Requirements: Render the material below as a numbered list with one entry per line, skipping any blank lines and leaving out the pictures.

Data lines:
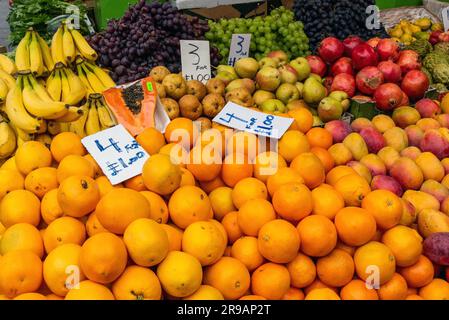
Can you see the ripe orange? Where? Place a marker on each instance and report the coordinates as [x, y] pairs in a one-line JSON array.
[[318, 235]]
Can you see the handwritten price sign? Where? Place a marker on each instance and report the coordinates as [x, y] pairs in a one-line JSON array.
[[195, 60]]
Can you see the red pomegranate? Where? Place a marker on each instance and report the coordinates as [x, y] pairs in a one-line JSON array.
[[388, 96], [363, 56], [330, 49], [415, 84], [369, 79], [391, 71]]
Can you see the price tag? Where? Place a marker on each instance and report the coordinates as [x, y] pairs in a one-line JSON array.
[[195, 60], [259, 123], [239, 47], [117, 153]]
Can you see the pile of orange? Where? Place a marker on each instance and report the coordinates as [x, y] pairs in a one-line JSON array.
[[310, 230]]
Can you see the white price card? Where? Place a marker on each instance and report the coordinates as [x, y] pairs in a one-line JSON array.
[[117, 153], [239, 47], [195, 60], [259, 123]]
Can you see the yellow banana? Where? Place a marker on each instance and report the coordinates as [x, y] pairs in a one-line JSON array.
[[23, 53], [83, 47], [7, 64]]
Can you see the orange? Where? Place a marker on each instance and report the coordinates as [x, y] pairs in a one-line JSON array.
[[19, 206], [236, 167], [180, 274], [151, 140], [103, 257], [74, 165], [221, 202], [438, 289], [204, 241], [302, 271], [394, 289], [293, 201], [318, 235], [89, 290], [161, 175], [325, 157], [64, 230], [189, 204], [205, 292], [353, 188], [271, 281], [120, 207], [281, 177], [406, 244], [66, 143], [20, 272], [231, 225], [385, 206], [78, 196], [356, 290], [174, 235], [355, 226], [326, 201], [420, 274], [32, 155], [146, 242], [292, 144], [253, 215], [229, 276], [278, 241], [303, 119], [336, 269], [374, 261], [22, 236], [248, 189], [62, 259], [246, 250], [137, 283], [266, 164], [158, 207], [183, 131], [41, 180]]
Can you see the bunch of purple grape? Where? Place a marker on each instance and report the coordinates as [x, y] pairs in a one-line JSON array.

Answer:
1. Can you see the ripe orange? Where? Place a marker on each instance and report the coordinates as [x, y] pairs in a one-line JSON array.
2. [[318, 235]]
3. Can you see the handwritten price sign? Where? Place a marker on each instance and report the coordinates as [x, y] pairs in a one-line JSON array.
4. [[195, 60]]
5. Can you see the red pomegranate? Where? Place a marker on each instance and report the coordinates as [x, y] pairs in a one-line JSON array.
6. [[388, 96], [363, 56], [330, 49], [415, 84], [369, 79], [391, 71]]
7. Can you see the price tag? Where? Place a marker on each instance and report the coordinates as [x, y] pairs in a one-line JSON array.
8. [[195, 60], [259, 123], [239, 47], [117, 153]]
9. Can you see the pile of orange? Where? Place a marker on each instance and report the coordinates as [x, y] pairs in a one-line JSON array.
10. [[310, 230]]
11. Can you see the white price card? Where? Place a marker on each instance and report the coordinates as [x, y] pairs in a one-line JSON array.
12. [[117, 153], [239, 47], [195, 60], [259, 123]]
13. Can you see the yellow banana? Where? Place a marker on each instance and report the coordinates as [x, y] pairs in a one-line JSON array.
14. [[23, 53], [83, 47], [7, 64]]
15. Can you see the orange? Where? Place a marker on each instance and report the coordinates as [x, y] pairs in a one-line JSON array.
16. [[19, 206], [236, 167], [180, 274], [151, 140], [103, 257], [74, 165], [221, 202], [438, 289], [204, 241], [302, 271], [394, 289], [293, 201], [318, 235], [89, 290], [161, 175], [325, 157], [64, 230], [189, 204], [205, 292], [353, 188], [271, 281], [120, 207], [281, 177], [406, 244], [66, 143], [20, 272], [231, 225], [385, 206], [78, 196], [356, 290], [174, 235], [355, 226], [326, 201], [420, 274], [32, 155], [146, 242], [292, 144], [253, 215], [229, 276], [278, 241], [303, 119], [336, 269], [374, 261], [22, 236], [248, 189], [62, 259], [246, 250], [137, 283], [266, 164], [158, 207], [183, 131], [41, 180]]
17. Can you see the bunch of purple grape? Where? Place a marker on each instance and report the coordinates as [x, y] pairs in a one-line JSON array.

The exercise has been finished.